Work item:
Output each entry exactly; skip nothing.

Given information:
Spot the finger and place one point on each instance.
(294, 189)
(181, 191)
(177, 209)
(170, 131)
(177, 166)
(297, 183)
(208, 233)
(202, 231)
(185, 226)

Solution for this exercise:
Spot the finger and place one point on each instance.
(294, 189)
(181, 191)
(177, 209)
(170, 131)
(177, 166)
(297, 183)
(208, 233)
(202, 231)
(185, 226)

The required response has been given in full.